- [REQUEST]:
Copy out every line in the rows below that contains the string "windshield". Matches must have the same letter case.

- [DATA PROVIDED]:
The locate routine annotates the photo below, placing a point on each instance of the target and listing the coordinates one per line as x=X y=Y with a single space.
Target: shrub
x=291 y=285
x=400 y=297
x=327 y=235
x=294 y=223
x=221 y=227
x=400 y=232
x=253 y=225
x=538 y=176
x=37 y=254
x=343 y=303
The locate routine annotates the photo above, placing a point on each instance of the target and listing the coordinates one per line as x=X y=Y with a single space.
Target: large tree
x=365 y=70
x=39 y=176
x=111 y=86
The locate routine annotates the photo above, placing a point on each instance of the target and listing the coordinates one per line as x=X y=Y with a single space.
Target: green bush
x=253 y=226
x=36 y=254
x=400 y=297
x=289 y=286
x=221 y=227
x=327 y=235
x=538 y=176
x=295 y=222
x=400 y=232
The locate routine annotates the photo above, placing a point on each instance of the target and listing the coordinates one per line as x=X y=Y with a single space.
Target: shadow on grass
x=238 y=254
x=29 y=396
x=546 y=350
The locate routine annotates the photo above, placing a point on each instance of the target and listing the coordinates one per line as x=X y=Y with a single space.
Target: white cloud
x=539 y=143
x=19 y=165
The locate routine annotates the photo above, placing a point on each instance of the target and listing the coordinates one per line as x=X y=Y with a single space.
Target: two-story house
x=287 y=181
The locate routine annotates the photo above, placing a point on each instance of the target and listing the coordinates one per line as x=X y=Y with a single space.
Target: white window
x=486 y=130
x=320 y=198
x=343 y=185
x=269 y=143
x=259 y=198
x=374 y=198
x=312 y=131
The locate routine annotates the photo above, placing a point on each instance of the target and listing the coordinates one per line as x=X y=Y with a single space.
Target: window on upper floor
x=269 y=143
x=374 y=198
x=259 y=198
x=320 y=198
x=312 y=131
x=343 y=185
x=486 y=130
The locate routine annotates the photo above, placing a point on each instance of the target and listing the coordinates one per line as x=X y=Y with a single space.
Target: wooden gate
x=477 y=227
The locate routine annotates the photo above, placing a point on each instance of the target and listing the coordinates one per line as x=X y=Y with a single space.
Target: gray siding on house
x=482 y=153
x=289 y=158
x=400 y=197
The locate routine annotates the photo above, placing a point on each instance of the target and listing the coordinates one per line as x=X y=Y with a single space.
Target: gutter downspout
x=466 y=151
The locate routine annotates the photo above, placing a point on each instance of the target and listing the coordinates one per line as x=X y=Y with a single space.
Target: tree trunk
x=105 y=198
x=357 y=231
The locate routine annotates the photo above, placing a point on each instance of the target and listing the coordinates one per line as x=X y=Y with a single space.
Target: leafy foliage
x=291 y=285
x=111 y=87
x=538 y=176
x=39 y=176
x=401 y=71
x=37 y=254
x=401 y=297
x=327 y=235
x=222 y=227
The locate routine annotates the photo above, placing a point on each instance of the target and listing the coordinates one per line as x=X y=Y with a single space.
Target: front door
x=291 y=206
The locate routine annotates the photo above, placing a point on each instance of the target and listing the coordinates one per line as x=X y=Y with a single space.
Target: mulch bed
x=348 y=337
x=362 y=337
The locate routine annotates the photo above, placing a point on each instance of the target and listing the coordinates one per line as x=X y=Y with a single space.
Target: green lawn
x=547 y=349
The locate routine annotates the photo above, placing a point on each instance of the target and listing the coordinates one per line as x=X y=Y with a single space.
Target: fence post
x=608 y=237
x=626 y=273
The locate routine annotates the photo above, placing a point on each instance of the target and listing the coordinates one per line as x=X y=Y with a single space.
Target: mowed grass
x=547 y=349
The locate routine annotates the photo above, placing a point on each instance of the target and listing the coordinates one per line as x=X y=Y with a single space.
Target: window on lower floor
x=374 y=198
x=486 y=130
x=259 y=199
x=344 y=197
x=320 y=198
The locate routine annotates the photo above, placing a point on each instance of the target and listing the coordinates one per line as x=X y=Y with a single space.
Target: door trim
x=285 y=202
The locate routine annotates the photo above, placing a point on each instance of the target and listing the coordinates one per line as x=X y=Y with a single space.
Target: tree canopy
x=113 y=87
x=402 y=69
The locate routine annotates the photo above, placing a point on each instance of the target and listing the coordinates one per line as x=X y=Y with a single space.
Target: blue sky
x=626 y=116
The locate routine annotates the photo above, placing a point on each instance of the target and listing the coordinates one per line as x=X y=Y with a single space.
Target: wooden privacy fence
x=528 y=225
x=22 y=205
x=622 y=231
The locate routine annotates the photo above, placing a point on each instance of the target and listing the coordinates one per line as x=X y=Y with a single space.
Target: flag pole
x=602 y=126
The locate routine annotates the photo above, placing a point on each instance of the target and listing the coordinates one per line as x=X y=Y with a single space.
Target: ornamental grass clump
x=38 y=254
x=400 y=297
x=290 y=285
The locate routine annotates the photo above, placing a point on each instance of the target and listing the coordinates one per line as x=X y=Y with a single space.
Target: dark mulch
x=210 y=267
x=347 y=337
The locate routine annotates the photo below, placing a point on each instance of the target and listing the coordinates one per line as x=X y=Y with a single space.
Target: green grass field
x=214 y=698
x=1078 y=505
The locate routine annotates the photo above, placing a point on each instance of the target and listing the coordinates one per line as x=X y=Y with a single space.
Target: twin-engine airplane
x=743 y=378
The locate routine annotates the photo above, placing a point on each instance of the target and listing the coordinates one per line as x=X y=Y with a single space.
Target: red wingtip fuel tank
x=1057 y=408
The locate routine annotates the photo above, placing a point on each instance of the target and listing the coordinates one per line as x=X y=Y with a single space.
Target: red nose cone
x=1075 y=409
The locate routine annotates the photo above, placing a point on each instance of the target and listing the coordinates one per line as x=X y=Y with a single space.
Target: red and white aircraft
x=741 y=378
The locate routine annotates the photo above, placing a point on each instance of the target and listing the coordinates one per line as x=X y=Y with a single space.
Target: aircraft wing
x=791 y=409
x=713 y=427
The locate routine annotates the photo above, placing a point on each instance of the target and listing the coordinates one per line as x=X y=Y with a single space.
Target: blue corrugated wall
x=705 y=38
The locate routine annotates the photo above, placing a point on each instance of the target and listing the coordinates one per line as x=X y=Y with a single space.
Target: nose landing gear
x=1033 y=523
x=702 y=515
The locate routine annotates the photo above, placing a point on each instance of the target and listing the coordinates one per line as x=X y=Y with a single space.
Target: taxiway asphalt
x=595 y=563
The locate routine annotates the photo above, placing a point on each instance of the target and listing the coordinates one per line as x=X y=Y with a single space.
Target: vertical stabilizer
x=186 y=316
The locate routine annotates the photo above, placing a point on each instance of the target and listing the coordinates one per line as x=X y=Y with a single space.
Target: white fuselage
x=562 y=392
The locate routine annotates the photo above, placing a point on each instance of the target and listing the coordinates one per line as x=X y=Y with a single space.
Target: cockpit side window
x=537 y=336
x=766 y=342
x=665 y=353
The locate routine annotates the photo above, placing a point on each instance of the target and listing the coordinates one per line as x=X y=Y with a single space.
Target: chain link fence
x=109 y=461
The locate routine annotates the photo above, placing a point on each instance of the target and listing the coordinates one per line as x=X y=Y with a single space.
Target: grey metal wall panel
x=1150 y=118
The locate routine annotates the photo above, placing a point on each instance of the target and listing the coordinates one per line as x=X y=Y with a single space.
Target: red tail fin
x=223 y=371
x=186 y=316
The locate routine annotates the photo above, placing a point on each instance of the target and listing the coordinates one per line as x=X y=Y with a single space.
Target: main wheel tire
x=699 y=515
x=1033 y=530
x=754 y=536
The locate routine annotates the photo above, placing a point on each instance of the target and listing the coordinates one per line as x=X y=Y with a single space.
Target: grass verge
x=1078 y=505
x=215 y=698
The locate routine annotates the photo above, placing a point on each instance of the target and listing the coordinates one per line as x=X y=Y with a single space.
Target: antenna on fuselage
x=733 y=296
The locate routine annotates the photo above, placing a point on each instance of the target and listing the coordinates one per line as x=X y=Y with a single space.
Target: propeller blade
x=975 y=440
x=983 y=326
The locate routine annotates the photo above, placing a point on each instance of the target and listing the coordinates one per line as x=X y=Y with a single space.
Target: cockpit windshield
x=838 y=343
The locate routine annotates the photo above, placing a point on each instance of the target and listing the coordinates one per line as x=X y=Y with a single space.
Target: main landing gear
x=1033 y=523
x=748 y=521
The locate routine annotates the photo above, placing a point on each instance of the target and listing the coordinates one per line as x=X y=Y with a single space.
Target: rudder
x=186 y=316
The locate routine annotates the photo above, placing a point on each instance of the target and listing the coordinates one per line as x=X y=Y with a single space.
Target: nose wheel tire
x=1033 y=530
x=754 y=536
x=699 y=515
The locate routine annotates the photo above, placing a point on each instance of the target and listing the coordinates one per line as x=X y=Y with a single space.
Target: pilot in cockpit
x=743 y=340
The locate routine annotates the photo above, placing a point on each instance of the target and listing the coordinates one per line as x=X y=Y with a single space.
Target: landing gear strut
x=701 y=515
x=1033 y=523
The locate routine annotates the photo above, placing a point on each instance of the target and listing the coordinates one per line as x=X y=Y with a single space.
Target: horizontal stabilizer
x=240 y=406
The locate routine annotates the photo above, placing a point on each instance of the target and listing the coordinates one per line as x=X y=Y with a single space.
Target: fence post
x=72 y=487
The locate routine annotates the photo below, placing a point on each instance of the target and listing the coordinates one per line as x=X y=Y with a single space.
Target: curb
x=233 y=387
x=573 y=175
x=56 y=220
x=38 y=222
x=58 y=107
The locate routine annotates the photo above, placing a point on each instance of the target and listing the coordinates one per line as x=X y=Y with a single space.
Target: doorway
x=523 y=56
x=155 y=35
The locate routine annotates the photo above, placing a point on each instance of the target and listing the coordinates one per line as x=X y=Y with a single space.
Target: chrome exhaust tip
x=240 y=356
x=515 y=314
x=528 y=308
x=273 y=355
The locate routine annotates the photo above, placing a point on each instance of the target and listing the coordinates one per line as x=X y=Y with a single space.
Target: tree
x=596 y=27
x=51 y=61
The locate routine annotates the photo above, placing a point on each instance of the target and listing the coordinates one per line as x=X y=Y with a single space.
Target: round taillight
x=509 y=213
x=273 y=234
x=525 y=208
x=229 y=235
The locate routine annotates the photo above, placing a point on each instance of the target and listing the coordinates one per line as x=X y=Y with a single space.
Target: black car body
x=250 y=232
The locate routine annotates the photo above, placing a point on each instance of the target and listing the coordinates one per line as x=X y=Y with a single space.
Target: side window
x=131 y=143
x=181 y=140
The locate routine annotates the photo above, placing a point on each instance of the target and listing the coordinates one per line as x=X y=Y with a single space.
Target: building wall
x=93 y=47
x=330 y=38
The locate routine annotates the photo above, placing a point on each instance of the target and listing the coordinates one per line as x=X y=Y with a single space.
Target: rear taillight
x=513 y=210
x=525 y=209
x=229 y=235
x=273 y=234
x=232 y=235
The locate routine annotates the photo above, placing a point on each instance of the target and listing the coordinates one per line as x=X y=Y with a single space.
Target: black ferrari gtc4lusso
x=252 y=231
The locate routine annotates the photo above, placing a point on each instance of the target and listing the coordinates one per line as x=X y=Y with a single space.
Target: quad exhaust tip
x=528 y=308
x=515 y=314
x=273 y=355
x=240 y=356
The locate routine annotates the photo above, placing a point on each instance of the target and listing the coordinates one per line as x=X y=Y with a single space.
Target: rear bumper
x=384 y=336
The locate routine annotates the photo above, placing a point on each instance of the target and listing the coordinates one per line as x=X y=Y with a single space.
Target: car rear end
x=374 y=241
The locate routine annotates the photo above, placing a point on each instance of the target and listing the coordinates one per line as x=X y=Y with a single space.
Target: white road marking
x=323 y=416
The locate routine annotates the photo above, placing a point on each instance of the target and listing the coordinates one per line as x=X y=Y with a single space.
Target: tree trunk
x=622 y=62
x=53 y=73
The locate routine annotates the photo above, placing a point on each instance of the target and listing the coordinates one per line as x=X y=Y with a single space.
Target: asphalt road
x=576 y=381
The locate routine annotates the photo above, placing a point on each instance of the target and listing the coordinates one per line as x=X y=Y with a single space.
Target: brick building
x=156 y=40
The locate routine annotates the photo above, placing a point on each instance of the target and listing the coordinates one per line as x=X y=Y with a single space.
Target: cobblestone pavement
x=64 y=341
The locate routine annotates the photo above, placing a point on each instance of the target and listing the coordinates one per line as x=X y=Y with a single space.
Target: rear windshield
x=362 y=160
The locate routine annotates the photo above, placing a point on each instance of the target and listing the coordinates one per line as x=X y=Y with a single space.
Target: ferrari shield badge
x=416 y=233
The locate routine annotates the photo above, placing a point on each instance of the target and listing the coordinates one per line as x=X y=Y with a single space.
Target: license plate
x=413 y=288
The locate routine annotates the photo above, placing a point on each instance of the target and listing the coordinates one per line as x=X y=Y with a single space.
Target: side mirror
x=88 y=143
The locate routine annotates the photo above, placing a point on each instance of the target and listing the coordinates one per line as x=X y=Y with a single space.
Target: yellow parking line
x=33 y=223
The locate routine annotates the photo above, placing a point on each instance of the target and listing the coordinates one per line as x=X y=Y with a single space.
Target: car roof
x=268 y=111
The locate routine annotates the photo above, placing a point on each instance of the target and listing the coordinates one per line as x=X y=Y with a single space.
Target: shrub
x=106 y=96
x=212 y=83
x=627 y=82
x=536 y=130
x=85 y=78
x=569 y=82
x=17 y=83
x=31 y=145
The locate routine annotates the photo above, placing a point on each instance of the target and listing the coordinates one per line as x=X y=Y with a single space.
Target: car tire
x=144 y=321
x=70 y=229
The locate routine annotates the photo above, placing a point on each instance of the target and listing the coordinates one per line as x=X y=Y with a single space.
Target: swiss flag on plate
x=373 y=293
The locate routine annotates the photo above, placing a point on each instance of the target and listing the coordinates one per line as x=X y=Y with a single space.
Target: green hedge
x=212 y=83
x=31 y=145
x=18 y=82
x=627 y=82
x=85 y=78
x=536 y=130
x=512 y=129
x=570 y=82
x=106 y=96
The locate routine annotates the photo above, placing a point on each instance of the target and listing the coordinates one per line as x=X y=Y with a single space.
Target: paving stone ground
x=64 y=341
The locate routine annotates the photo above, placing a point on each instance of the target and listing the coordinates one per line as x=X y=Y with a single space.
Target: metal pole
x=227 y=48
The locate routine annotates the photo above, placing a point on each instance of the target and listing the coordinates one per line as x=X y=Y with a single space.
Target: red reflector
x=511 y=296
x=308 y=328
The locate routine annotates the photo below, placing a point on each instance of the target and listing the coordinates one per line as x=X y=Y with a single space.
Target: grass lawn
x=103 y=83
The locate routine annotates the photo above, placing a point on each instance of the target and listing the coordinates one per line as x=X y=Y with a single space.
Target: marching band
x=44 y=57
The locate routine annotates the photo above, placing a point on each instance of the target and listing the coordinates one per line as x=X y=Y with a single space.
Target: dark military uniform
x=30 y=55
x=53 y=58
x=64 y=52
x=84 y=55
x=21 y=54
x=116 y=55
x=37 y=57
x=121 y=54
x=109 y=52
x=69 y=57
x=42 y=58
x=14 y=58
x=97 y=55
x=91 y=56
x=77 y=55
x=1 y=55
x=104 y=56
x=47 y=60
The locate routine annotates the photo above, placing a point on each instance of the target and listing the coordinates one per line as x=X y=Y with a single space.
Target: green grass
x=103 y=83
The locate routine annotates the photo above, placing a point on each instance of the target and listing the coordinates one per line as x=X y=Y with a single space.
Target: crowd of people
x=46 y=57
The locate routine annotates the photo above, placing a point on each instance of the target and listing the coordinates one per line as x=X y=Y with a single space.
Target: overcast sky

- [TASK ANSWER]:
Target: cockpit windshield
Target: rear windshield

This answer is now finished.